▶ **Text shown**:
----------
RE: assisted suicide vs suicide prevention
June 4, 2018 at 4:34 pm
(This post was last modified: June 4, 2018 at 4:36 pm by Mystic.)
(June 4, 2018 at 4:26 pm)The Industrial Atheist Wrote:(June 4, 2018 at 4:14 pm)MysticKnight Wrote: What help would I have gotten seeking it from the mental health system? Are you sure the stigma was not a stronger assister in that regard?
It would depend on what drugs or therapy you'd already tried and what was or wasn't successful. I'm still not sure how stigma helped you. What stopped me before I ever got close was thinking about how much it would physically hurt and the likely result of having more physical or mental issues upon surviving failure. Also the people who would be hurt if I succeeded. I'm fortunate that I never got anywhere near getting past the point of being able to think about consequences.
I won't lie, the thought of waking up strapped down wasn't appealing either. But that's not really stigma.
So, what do you mean when you say stigma, and how did it help you? To me stigma is basically an unfair judgement, usually concerning character, about somebody who belongs to a marginalized group.
I can't imagine how feeling like some kind of freak gets you farther from killing yourself.
I am human foremost, and all the shame non-mentally ill person would feel at the idea of it, I feel I should do....
In fact, I know the nature of my madness in particular better then anyone else but God and his witnesses/guides that are doors of light out the darkness.
I don't need people to imagine guilt for themselves if they think of the idea, but make excuses for me. I want people to say, if weak gain strength, if lost, then find yourself, if confused, the seek clarity, if sad then seek happiness, if disappointed then seek achievement, etc...
I don't want people being confused by a label and wondering what kind of creature I am. I want them to look at me with the same human eyes they look at themselves.
If this makes me judgemental to people with my illness then so be it.
----------
▶ **Entries provided**:
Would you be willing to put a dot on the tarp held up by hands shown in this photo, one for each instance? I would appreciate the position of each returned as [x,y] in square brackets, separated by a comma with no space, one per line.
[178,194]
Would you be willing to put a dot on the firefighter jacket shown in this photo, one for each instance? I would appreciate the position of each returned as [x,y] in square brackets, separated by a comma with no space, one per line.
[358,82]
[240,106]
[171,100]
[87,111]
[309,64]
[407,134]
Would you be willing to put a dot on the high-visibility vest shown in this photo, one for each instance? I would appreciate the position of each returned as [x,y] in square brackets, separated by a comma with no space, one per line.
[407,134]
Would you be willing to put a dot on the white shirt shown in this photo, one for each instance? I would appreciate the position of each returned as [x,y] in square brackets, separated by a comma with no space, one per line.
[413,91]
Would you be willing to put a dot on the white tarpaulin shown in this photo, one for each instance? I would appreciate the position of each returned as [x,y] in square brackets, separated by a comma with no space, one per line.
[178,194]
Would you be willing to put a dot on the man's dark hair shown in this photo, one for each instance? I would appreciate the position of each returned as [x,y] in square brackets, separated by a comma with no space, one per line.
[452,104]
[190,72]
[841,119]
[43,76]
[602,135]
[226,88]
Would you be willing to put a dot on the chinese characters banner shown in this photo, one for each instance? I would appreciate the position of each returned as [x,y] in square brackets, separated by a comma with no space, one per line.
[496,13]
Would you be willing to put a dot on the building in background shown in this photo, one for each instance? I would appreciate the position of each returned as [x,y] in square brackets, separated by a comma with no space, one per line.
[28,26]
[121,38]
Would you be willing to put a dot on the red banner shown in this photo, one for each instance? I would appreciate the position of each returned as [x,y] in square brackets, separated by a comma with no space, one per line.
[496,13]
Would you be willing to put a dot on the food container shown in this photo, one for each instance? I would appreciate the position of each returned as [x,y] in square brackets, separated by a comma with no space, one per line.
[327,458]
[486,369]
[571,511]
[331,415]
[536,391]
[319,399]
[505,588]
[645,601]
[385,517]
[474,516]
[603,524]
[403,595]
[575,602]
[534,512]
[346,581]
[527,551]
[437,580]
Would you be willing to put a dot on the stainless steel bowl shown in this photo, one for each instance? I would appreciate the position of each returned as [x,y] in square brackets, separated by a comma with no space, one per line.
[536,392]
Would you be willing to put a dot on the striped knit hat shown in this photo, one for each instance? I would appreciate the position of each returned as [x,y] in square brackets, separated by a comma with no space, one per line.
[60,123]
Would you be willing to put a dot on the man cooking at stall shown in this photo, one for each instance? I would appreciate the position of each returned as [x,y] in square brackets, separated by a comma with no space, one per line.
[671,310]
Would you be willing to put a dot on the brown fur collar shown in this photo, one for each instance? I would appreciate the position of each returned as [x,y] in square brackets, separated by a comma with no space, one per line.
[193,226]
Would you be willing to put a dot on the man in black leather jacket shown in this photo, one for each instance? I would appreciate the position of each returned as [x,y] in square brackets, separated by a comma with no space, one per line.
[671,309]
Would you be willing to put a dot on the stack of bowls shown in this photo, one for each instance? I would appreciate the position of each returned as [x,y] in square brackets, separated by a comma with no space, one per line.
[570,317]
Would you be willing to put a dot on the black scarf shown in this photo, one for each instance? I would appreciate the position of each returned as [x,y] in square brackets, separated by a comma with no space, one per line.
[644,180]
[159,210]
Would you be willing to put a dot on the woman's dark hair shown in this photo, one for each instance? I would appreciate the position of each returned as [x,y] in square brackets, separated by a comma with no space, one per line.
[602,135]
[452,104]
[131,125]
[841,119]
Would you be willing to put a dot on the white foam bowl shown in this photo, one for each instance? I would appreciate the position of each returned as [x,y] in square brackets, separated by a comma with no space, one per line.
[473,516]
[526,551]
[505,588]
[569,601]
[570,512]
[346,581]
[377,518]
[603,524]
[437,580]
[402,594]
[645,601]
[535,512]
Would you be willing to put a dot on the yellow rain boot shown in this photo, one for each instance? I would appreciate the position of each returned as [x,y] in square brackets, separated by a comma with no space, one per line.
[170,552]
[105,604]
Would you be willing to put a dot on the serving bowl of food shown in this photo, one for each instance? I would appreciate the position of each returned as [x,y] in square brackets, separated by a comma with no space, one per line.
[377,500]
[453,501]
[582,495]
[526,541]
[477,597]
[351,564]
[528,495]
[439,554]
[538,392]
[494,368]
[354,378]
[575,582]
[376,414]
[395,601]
----------
▶ **Activity**: From the forum post on assisted suicide and suicide prevention, extract word for word the passage that begins with the words containing "In fact, I know" and ends with "seek achievement, etc...".

▶ **Task solution**:
In fact, I know the nature of my madness in particular better then anyone else but God and his witnesses/guides that are doors of light out the darkness.
I don't need people to imagine guilt for themselves if they think of the idea, but make excuses for me. I want people to say, if weak gain strength, if lost, then find yourself, if confused, the seek clarity, if sad then seek happiness, if disappointed then seek achievement, etc...